** Exercise **
All entries are to be quoted exactly; the images stay out of the copy.

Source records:
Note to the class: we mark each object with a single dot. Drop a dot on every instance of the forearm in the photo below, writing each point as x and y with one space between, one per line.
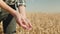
7 8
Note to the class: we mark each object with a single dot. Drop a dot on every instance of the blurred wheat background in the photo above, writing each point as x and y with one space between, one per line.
42 23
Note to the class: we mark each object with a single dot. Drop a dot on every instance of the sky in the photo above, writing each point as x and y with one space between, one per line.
43 5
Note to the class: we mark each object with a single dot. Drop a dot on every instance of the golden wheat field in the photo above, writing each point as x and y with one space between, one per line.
42 23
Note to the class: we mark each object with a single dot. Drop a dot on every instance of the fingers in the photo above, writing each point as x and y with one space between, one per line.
27 23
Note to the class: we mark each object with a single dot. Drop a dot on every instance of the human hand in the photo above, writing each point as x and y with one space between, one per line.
24 22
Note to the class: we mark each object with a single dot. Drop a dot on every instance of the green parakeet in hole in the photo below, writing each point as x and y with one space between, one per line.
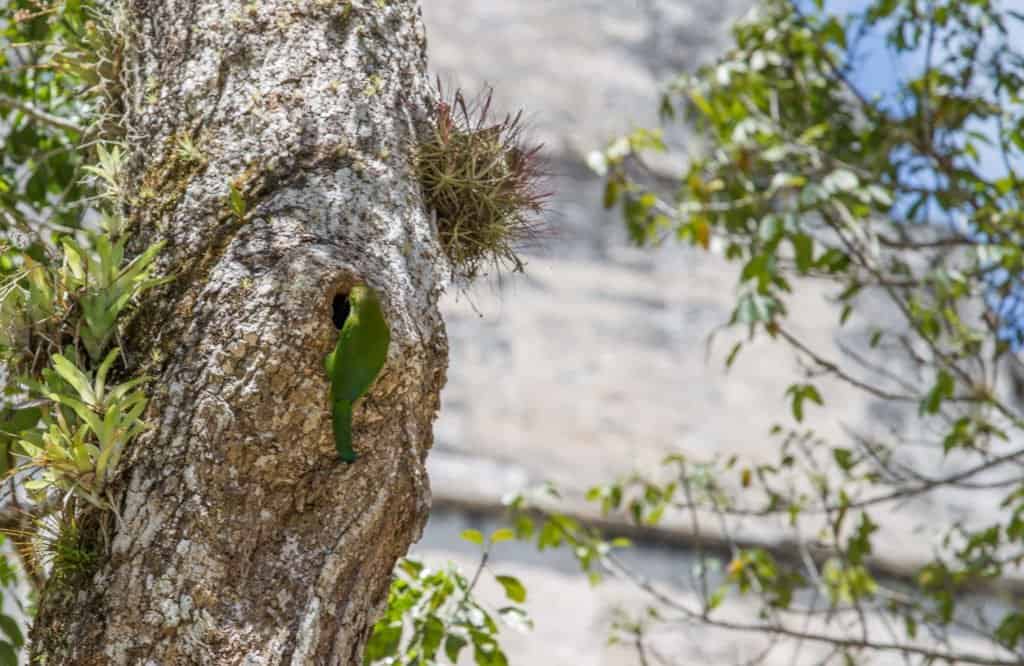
355 361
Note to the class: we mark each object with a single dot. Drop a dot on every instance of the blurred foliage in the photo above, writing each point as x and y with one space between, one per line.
902 202
432 615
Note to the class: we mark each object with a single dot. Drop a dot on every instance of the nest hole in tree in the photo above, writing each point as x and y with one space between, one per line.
339 309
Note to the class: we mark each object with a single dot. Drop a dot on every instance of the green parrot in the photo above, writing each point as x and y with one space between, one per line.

** Response **
Note to the class: we mark each object with a single dot. Drop a dot on every instance of the forearm in the photo below, writing each point as x and y with one space between, one per line.
7 8
Note to the class: we mark each object with a single dot. Drop a dot on every instance of the blurred wheat background in the photo above, writing each point as x and y with one space between, one per line.
42 23
Note to the class: we mark each object with a single dot. Drop a dot on every instance of the sky in the photo above, writing each point as x and y with one space between, one per line.
43 5
Note to the class: we mark each object with a single dot. Drop a dot on every instance of the golden wheat field in the photo above, writing each point as x and y with one space between, one per line.
42 23
Note to the class: we mark each object with a single dot. Drop a dot on every instance of the fingers in the photo above, writing each point as x and y with one space between, one per line.
27 23
Note to the class: we mark each object with a single dot. Drop a dot on every instance of the human hand in the photo above, writing each point as x and y with one space between, one per line.
24 22
Note to the class: we mark each object with a single dot. Drop a dot on every instance of the green parakeet in hole in the photo below, writing each point as x and y with one space between, one per line.
355 361
Note to the class: we mark each object with a single dot. Drop a dot on every instance of the blurred foliage in the photo above, writing each point as x and y with one space between, one per line.
902 202
432 615
Note to the class: we mark each object with a single dot. Drop a dot on every instance of the nest hole in tree in the photo above, writing each point as x and y with one space between, one per line.
339 309
Note to the class: we mark each object with a single dot. Drop a dot on every instance of the green parrot in the photo above, writing each point as x and y with one space between, one per line.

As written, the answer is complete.